- _WHAT THE TASK REQUIRES_
Find every line in the records below that contains the string "positive", matching case exactly, and copy each of those lines in full.

- _RECORDS PROVIDED_
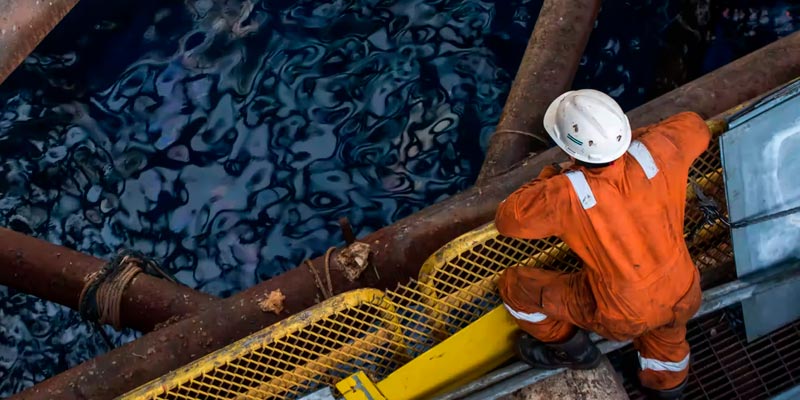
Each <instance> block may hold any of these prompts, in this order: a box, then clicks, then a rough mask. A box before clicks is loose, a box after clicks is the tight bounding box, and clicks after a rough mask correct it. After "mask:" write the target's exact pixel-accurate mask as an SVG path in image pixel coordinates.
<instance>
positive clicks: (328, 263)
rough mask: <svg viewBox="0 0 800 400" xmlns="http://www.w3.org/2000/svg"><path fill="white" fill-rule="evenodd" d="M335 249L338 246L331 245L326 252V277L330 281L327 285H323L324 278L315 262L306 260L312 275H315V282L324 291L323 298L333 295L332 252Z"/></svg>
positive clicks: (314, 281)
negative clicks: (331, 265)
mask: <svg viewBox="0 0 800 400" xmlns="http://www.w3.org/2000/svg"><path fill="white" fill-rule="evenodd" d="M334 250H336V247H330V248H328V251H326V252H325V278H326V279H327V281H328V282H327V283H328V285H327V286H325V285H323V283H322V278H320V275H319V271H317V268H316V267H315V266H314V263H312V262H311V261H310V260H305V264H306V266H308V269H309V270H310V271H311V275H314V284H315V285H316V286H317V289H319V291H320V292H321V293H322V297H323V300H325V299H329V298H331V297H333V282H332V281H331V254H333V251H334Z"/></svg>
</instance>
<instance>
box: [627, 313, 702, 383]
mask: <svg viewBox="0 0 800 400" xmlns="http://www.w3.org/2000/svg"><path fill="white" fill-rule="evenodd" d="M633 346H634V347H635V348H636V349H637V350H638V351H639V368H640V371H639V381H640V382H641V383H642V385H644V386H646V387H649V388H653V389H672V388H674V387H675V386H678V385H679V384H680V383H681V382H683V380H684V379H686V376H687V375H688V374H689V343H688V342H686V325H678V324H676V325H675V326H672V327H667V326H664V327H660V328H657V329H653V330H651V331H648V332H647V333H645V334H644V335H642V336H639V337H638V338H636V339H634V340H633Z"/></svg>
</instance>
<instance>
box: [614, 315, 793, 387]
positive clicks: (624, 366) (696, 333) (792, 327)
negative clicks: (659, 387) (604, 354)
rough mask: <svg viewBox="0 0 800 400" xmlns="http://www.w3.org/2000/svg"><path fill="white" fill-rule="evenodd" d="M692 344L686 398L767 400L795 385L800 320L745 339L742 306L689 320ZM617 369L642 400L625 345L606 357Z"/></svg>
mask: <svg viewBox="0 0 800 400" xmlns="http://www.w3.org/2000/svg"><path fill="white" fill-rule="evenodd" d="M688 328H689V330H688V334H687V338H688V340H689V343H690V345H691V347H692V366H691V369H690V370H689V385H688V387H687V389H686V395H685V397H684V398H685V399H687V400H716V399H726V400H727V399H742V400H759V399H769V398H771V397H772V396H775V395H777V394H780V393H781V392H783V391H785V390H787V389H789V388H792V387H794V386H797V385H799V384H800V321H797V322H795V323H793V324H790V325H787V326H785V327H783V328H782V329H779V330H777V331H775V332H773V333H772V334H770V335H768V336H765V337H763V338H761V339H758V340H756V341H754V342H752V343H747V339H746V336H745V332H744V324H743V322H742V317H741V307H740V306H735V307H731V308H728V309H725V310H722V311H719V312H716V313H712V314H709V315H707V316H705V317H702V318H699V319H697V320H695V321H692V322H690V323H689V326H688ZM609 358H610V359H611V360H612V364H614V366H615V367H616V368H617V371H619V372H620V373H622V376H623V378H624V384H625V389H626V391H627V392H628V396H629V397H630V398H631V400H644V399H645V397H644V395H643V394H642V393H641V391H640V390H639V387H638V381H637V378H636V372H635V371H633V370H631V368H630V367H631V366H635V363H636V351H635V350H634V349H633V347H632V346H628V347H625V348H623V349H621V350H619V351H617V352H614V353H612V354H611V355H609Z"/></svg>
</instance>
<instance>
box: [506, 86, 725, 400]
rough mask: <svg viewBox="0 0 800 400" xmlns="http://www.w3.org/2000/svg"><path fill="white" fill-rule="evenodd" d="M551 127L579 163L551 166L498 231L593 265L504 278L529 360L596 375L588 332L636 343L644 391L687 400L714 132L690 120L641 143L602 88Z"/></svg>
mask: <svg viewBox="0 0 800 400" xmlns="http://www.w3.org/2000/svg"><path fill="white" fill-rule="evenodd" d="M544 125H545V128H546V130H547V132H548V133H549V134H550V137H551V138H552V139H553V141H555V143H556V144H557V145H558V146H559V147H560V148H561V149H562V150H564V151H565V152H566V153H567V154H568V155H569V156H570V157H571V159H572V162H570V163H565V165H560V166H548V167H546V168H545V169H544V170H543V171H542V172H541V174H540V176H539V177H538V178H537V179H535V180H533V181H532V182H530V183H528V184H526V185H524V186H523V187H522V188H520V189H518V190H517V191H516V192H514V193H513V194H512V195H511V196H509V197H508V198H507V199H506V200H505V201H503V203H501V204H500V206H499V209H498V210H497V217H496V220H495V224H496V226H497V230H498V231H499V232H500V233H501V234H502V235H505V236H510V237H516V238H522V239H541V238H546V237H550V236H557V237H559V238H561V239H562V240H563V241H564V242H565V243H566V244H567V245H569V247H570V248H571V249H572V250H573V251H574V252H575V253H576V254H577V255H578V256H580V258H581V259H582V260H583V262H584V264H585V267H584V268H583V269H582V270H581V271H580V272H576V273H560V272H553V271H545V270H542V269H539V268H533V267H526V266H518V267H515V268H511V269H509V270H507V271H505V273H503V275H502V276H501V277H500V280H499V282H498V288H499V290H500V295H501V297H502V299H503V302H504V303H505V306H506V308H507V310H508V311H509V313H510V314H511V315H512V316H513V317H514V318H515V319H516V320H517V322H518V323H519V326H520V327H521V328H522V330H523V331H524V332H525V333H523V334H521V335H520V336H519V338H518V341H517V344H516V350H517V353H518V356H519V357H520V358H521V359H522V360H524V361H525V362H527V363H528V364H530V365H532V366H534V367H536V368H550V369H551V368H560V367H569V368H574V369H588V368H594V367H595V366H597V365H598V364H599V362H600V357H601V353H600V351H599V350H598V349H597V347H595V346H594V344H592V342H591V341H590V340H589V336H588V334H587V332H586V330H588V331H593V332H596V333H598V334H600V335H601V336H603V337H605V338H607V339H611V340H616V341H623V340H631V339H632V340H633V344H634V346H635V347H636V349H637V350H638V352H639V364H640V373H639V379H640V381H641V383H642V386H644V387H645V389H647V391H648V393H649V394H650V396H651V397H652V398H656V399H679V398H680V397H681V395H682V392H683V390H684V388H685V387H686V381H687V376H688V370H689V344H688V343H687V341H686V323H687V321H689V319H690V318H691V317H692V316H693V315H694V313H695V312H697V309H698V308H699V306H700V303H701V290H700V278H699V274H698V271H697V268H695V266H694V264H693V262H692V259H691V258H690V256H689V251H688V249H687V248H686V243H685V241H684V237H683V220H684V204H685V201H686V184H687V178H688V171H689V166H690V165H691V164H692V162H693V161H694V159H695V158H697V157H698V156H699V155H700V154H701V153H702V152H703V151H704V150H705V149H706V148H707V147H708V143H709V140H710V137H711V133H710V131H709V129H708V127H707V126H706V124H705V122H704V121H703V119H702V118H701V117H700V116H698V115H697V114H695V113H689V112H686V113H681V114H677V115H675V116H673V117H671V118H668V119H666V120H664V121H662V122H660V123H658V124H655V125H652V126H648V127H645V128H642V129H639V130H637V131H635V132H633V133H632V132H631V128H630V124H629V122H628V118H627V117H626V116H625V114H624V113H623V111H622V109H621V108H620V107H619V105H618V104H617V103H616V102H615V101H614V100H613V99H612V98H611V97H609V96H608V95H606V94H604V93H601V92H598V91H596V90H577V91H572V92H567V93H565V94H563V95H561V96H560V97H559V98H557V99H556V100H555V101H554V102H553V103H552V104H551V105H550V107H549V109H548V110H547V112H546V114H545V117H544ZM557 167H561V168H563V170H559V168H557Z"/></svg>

- _RESULT OF THE EXERCISE_
positive clicks: (328, 263)
positive clicks: (314, 281)
positive clicks: (624, 366) (696, 333) (792, 327)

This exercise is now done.